Top of Data provided
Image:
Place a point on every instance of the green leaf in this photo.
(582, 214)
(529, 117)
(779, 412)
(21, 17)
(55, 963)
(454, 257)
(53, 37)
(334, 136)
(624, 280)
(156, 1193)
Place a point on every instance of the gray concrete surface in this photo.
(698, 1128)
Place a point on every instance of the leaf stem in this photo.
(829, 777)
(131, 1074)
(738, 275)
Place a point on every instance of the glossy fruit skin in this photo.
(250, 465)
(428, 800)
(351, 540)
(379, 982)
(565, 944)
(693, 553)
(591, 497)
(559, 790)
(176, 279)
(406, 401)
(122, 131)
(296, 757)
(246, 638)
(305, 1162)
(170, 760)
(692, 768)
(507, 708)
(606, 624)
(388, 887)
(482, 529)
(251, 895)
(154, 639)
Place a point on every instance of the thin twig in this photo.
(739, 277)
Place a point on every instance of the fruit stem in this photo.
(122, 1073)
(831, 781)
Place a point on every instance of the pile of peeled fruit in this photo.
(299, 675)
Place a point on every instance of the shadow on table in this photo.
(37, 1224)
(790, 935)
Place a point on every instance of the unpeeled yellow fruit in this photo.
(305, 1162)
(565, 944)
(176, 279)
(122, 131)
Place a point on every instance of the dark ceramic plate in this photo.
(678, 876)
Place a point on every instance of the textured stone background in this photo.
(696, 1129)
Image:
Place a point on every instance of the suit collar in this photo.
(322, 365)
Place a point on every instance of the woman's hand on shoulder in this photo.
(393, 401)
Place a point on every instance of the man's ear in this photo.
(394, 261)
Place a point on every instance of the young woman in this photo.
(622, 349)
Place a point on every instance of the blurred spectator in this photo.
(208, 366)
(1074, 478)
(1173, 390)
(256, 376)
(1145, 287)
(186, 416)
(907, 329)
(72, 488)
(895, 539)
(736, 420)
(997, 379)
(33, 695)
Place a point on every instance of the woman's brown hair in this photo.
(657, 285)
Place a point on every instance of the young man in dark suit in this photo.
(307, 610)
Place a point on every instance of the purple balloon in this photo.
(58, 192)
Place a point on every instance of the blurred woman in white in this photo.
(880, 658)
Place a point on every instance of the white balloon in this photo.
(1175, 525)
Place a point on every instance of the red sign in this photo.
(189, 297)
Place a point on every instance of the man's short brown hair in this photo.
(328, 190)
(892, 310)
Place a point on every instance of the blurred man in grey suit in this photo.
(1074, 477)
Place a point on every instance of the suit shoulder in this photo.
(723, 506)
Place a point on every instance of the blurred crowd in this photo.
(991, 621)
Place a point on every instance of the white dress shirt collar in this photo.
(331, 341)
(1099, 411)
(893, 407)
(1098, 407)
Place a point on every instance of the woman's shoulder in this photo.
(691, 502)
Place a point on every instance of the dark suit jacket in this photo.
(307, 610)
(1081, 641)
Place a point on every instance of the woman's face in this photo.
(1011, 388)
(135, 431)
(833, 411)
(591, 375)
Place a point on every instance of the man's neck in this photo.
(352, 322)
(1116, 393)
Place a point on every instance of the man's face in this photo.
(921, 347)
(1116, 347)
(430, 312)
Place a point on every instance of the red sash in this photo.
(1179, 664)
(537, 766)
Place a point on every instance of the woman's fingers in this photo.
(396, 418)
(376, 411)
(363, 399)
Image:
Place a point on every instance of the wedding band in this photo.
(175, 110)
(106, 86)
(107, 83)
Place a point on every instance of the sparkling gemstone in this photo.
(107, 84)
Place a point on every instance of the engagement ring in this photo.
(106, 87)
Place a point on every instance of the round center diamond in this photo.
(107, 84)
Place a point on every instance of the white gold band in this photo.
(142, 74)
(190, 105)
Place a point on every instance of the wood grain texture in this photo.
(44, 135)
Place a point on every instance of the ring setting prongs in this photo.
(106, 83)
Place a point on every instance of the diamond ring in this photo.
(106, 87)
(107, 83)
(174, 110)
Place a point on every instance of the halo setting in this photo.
Bottom of Data provided
-- Exercise description --
All of the entries above must be transcribed exactly.

-- Exercise response --
Image:
Place a point on every instance of the green leaf in this photo.
(582, 214)
(529, 117)
(779, 412)
(21, 17)
(55, 963)
(454, 257)
(53, 37)
(334, 136)
(624, 280)
(156, 1193)
Place a point on every instance of the gray concrete surface in this photo.
(698, 1128)
Place a point on every instance of the leaf stem in this photo.
(829, 777)
(131, 1074)
(738, 275)
Place a point on every instance of the glossy fruit skin in this photo.
(250, 465)
(428, 800)
(351, 540)
(379, 982)
(565, 944)
(693, 553)
(591, 497)
(559, 790)
(176, 279)
(406, 401)
(122, 131)
(296, 757)
(246, 638)
(305, 1162)
(170, 760)
(692, 768)
(507, 708)
(606, 624)
(388, 887)
(482, 529)
(251, 895)
(154, 639)
Place a point on every instance of the thin twig in this photo.
(739, 277)
Place a point on every instance of the fruit stem in this photo.
(122, 1073)
(831, 781)
Place a point on every instance of the pile of peeled fruit in this photo.
(299, 675)
Place a point on every instance of the shadow on table in this photo.
(37, 1224)
(790, 935)
Place a point on every instance of the unpeeled yellow fruit in this photo.
(305, 1162)
(565, 944)
(176, 279)
(122, 131)
Place a point on every instance of the dark ceramic plate in this photo.
(678, 876)
Place a point on every instance of the textured stone background in this photo.
(696, 1129)
Image:
Place a point on every instance of the suit collar in this photo.
(322, 365)
Place a point on every instance of the woman's hand on shoulder in this photo.
(393, 401)
Place a point on every instance of the man's ear in this photo.
(394, 261)
Place a point on every instance of the young woman in this photo.
(622, 349)
Place a point on every instance of the blurred spectator in this photo.
(208, 366)
(1074, 478)
(1173, 390)
(256, 376)
(1145, 287)
(186, 416)
(907, 329)
(72, 488)
(895, 539)
(736, 420)
(997, 379)
(33, 695)
Place a point on every instance of the woman's brown hair in this photo.
(657, 285)
Place a point on every instance of the young man in dark suit in this photo.
(307, 610)
Place a point on every instance of the purple balloon in this photo.
(58, 192)
Place a point on every instance of the blurred woman in white in this photo.
(880, 658)
Place a point on every instance of the white balloon in this photo.
(1175, 525)
Place a point on every instance of the red sign in this photo.
(189, 297)
Place a point on every instance of the man's short brown hair in this photo.
(328, 190)
(892, 310)
Place a point on every instance of the blurred man in grey suit in this photo.
(1074, 477)
Place a point on every instance of the suit shoulder in this photo.
(723, 506)
Place a point on every instance of the blurred crowd in this photo.
(991, 621)
Place a point on every instance of the white dress shirt collar in this photo.
(331, 341)
(1099, 411)
(893, 407)
(1098, 407)
Place a point on every instance of the woman's shoulder in this photo.
(691, 502)
Place a point on every instance of the dark suit jacket in this photo.
(307, 610)
(1081, 641)
Place a point on every instance of the woman's face in this photo.
(1011, 388)
(135, 431)
(833, 411)
(591, 375)
Place a point on every instance of the man's neck in this photo.
(352, 322)
(1116, 393)
Place a point on every instance of the man's face in this photo.
(921, 347)
(1116, 347)
(430, 312)
Place a point on every instance of the red sash in this photo.
(1179, 664)
(537, 766)
Place a point on every instance of the woman's fingers in this photo.
(396, 418)
(376, 411)
(363, 399)
Image:
Place a point on every instance of the wedding band in this photo.
(175, 110)
(106, 86)
(107, 83)
Place a point on every instance of the sparkling gemstone in this photo.
(107, 84)
Place a point on every instance of the engagement ring in this photo.
(106, 87)
Place a point on every instance of the round center diamond in this photo.
(107, 84)
Place a point on every instance of the white gold band in this photo.
(142, 74)
(190, 105)
Place a point on every instance of the wood grain texture in this photo.
(44, 135)
Place a point on every instance of the ring setting prongs in this photo.
(106, 83)
Place a point on every instance of the diamond ring in this photo.
(106, 87)
(107, 83)
(174, 110)
Place a point on every instance of the halo setting in this photo.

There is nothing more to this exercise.